Prompt: Extract each line below that contains the string "green". Case matters.

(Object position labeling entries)
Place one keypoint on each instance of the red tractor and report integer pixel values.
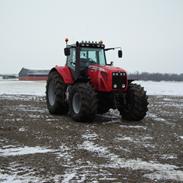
(87, 85)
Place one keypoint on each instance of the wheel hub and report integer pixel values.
(76, 103)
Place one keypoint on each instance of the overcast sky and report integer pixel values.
(32, 32)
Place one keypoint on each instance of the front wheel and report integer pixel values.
(82, 102)
(55, 94)
(134, 107)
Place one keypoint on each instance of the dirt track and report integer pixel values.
(38, 147)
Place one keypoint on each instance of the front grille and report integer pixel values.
(118, 80)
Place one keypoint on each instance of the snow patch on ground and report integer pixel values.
(19, 151)
(162, 87)
(158, 171)
(133, 126)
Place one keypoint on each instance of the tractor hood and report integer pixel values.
(106, 68)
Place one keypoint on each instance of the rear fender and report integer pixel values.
(65, 73)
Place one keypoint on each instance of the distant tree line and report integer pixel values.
(145, 76)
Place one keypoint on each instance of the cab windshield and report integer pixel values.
(93, 56)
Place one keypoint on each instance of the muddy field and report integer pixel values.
(38, 147)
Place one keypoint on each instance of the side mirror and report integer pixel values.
(67, 51)
(120, 53)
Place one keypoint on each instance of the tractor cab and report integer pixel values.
(83, 54)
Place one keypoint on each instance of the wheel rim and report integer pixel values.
(51, 93)
(76, 103)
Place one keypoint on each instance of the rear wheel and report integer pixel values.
(82, 102)
(55, 94)
(135, 107)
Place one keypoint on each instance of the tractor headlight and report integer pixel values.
(115, 86)
(123, 85)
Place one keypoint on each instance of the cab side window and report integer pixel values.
(71, 59)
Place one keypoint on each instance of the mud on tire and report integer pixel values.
(82, 102)
(55, 94)
(136, 104)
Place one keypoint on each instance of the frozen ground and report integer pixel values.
(38, 147)
(38, 87)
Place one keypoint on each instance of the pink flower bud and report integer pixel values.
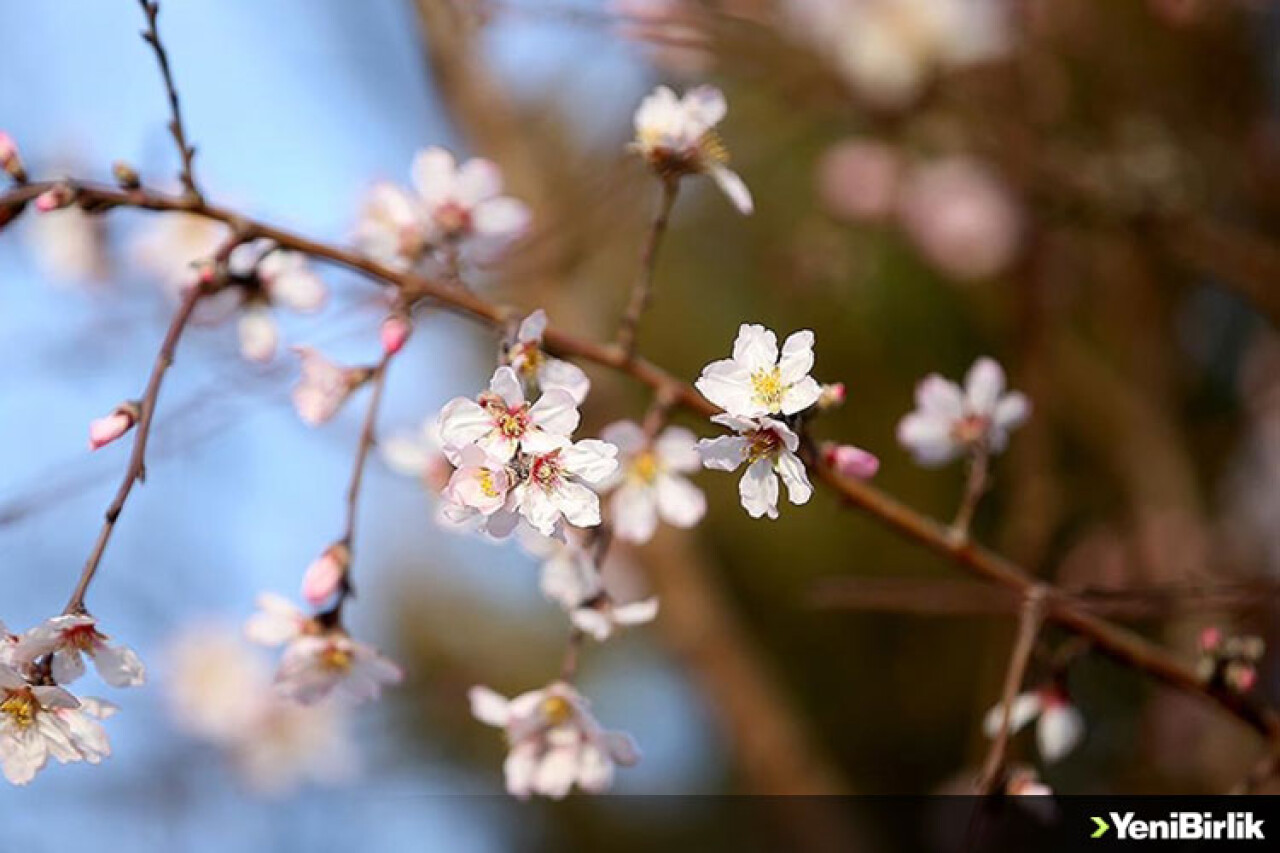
(394, 332)
(850, 461)
(325, 575)
(106, 429)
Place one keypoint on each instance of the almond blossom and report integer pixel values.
(650, 482)
(757, 381)
(600, 616)
(533, 364)
(950, 422)
(676, 136)
(553, 740)
(31, 729)
(1059, 725)
(501, 422)
(268, 277)
(553, 484)
(768, 447)
(419, 454)
(72, 637)
(318, 661)
(324, 386)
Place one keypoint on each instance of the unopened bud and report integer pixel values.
(850, 461)
(327, 574)
(126, 176)
(10, 160)
(394, 332)
(832, 396)
(54, 199)
(106, 429)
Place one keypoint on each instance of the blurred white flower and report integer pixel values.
(676, 136)
(757, 382)
(890, 50)
(652, 482)
(501, 422)
(324, 386)
(554, 740)
(72, 637)
(531, 363)
(1059, 725)
(949, 422)
(961, 218)
(768, 447)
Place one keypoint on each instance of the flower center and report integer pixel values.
(767, 387)
(547, 470)
(763, 443)
(557, 710)
(453, 219)
(645, 468)
(21, 707)
(970, 429)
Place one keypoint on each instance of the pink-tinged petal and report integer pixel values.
(928, 438)
(556, 772)
(434, 176)
(796, 359)
(259, 336)
(800, 396)
(755, 347)
(937, 396)
(758, 489)
(638, 612)
(478, 179)
(506, 384)
(556, 413)
(677, 450)
(565, 375)
(626, 436)
(502, 218)
(727, 383)
(634, 512)
(1024, 708)
(983, 386)
(734, 188)
(119, 666)
(68, 665)
(723, 454)
(590, 459)
(680, 502)
(580, 505)
(1059, 730)
(791, 469)
(464, 422)
(489, 707)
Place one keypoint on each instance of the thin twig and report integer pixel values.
(643, 290)
(1028, 628)
(136, 469)
(1063, 609)
(186, 151)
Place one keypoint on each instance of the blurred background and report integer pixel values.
(1087, 190)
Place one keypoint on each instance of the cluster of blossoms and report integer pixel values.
(1230, 660)
(39, 717)
(219, 689)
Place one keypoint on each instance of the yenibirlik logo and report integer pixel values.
(1183, 826)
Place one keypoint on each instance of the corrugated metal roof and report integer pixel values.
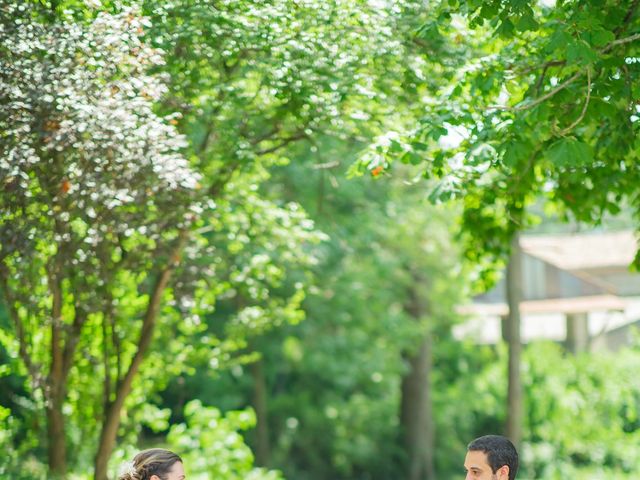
(583, 251)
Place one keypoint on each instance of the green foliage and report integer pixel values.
(542, 107)
(212, 447)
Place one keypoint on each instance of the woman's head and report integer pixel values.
(155, 464)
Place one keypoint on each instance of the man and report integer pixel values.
(491, 457)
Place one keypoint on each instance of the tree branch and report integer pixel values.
(563, 132)
(34, 369)
(284, 142)
(551, 93)
(627, 18)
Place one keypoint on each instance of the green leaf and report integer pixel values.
(569, 152)
(527, 22)
(578, 51)
(601, 37)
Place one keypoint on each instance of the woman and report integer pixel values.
(154, 464)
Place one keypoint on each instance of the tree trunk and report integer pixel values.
(577, 340)
(416, 416)
(57, 451)
(55, 389)
(260, 406)
(111, 420)
(416, 410)
(514, 297)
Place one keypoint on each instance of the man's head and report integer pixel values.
(491, 457)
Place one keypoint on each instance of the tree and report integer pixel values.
(541, 105)
(82, 151)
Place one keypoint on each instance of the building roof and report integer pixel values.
(583, 251)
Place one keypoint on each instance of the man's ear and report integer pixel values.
(504, 472)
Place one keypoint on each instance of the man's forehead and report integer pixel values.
(476, 459)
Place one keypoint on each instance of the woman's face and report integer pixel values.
(176, 473)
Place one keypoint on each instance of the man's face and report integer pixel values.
(478, 468)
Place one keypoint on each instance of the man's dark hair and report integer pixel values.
(500, 451)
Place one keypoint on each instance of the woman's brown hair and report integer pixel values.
(155, 461)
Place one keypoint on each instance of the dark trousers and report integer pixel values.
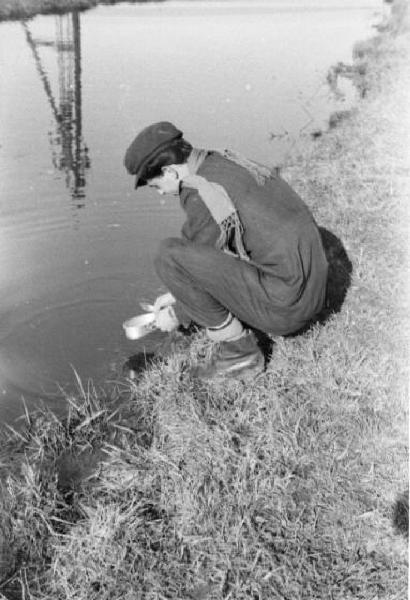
(208, 283)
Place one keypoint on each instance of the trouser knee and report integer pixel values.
(165, 261)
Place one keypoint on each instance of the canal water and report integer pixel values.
(76, 241)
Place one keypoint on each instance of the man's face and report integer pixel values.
(167, 183)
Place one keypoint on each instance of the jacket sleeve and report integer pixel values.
(199, 227)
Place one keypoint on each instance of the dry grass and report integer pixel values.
(285, 488)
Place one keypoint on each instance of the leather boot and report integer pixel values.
(236, 358)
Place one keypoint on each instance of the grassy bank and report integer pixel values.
(286, 488)
(25, 9)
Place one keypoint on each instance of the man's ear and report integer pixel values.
(170, 171)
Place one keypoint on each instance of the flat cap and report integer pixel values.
(147, 144)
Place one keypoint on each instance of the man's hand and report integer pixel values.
(165, 319)
(163, 301)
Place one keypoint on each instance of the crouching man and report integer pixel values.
(250, 255)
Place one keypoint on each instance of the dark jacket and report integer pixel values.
(280, 236)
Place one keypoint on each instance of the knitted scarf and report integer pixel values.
(217, 200)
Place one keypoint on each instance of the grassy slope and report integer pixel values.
(280, 489)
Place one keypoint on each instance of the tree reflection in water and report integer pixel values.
(69, 152)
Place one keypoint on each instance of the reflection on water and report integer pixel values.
(76, 242)
(69, 152)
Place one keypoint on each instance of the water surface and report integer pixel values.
(76, 242)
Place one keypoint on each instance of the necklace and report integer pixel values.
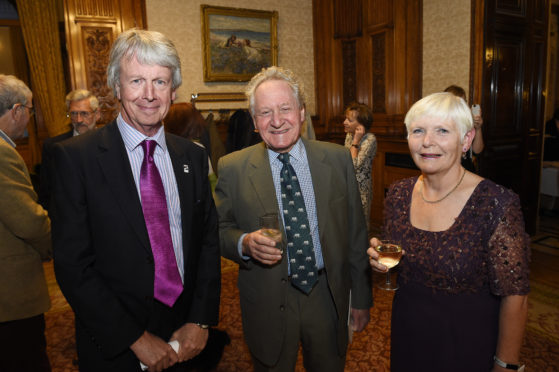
(444, 197)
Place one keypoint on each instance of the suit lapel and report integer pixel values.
(321, 174)
(114, 163)
(260, 176)
(184, 173)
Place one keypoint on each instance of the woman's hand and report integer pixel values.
(373, 256)
(359, 133)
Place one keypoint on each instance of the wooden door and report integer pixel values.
(513, 97)
(91, 27)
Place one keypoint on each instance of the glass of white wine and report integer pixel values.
(269, 227)
(390, 254)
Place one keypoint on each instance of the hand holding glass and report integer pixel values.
(269, 227)
(390, 254)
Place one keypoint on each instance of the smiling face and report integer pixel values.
(82, 116)
(435, 144)
(350, 122)
(277, 115)
(145, 93)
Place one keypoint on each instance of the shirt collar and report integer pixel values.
(133, 138)
(7, 139)
(297, 152)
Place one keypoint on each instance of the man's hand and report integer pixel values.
(261, 248)
(155, 353)
(192, 340)
(359, 319)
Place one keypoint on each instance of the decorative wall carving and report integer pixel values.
(379, 73)
(97, 43)
(349, 71)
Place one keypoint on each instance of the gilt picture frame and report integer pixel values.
(237, 43)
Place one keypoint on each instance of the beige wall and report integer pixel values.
(180, 20)
(446, 44)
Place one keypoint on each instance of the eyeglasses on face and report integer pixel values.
(76, 114)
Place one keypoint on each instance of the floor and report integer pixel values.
(370, 349)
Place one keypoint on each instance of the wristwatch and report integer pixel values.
(514, 367)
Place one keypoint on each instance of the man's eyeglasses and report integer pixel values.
(76, 114)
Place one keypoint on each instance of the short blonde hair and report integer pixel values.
(275, 73)
(445, 106)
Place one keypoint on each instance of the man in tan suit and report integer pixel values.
(327, 229)
(24, 242)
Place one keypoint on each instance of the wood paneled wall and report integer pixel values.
(91, 27)
(369, 51)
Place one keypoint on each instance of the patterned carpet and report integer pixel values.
(370, 350)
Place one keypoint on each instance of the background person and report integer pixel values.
(134, 226)
(324, 226)
(83, 110)
(363, 148)
(24, 242)
(464, 278)
(477, 145)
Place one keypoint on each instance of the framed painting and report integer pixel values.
(237, 43)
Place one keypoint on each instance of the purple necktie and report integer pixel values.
(167, 285)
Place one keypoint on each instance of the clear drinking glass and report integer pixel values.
(390, 254)
(269, 226)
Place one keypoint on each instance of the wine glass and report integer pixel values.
(269, 227)
(390, 254)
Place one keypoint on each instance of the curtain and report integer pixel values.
(38, 19)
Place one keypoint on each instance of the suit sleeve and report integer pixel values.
(99, 311)
(205, 304)
(19, 211)
(362, 294)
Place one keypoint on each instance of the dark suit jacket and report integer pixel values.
(245, 191)
(46, 167)
(102, 255)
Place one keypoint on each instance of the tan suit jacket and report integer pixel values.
(245, 191)
(24, 241)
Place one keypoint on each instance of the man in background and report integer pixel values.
(83, 110)
(296, 293)
(24, 242)
(135, 238)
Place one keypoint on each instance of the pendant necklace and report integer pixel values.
(444, 197)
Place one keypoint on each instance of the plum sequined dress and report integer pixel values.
(445, 313)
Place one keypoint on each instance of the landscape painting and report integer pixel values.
(237, 43)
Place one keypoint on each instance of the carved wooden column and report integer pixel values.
(91, 27)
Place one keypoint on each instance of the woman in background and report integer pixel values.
(477, 144)
(463, 284)
(363, 148)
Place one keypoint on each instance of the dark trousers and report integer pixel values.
(23, 346)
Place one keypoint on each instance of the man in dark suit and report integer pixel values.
(135, 236)
(83, 110)
(329, 233)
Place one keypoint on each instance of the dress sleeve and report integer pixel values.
(367, 151)
(509, 252)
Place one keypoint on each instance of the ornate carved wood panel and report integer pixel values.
(513, 101)
(91, 27)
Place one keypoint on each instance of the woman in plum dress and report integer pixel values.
(462, 301)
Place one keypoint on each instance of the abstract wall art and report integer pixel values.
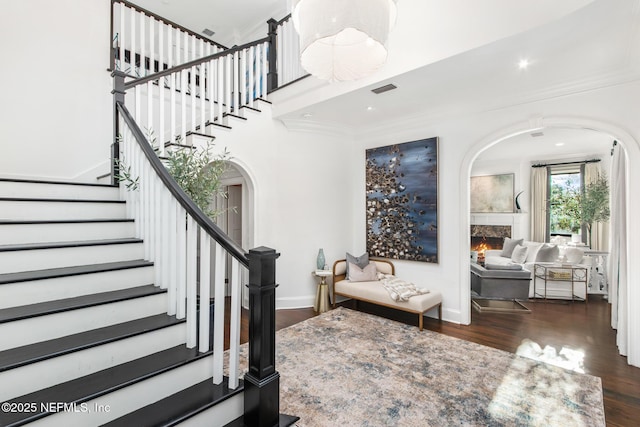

Written answer:
Place one keypoint on each instance of the green foliage and report integer pixel values.
Place one keypoint on each instance of the green leaf and report integer pixel values.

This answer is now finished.